■ WHAT YOU NEED TO DO
1 > In the Susan Kiger biography, who photographed her centerfold?
2 > Reproduce the part of the Susan Kiger biography starting at "Playboy centerfold appearance" and ending at "in (1.73 m)".

Playboy centerfold appearance
- January 1977
- Preceded by: Karen Hafter
- Succeeded by: Star Stowe

Personal details
- Born: November 16, 1953 (age 72) Pasadena, California, United States
- Height: 5 ft 8 in (1.73 m)

= Susan Kiger =

American model and actress (born 1953)

Susan Lynn Kiger (born November 16, 1953, in Pasadena, California) is an American model and actress. Kiger was the Playboy Playmate of the Month for January 1977. Her centerfold was photographed by Pompeo Posar and Ken Marcus. In addition, she appeared on the cover of Playboy three times: March 1977, November 1977, and April 1978.

■ ENTRIES PROVIDED
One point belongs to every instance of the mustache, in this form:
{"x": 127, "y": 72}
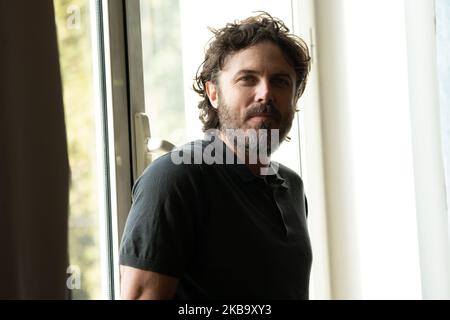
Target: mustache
{"x": 266, "y": 108}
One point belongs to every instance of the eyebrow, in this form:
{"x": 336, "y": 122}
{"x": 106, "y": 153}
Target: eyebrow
{"x": 250, "y": 71}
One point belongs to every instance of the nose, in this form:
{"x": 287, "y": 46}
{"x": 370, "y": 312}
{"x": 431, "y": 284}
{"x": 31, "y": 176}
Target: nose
{"x": 263, "y": 92}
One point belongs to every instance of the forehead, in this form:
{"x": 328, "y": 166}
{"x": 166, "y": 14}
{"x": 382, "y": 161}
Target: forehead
{"x": 264, "y": 57}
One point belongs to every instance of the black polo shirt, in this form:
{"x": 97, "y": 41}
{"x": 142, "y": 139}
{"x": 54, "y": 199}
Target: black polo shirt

■ FULL ANSWERS
1 > Pompeo Posar and Ken Marcus.

2 >
Playboy centerfold appearance
- January 1977
- Preceded by: Karen Hafter
- Succeeded by: Star Stowe

Personal details
- Born: November 16, 1953 (age 72) Pasadena, California, United States
- Height: 5 ft 8 in (1.73 m)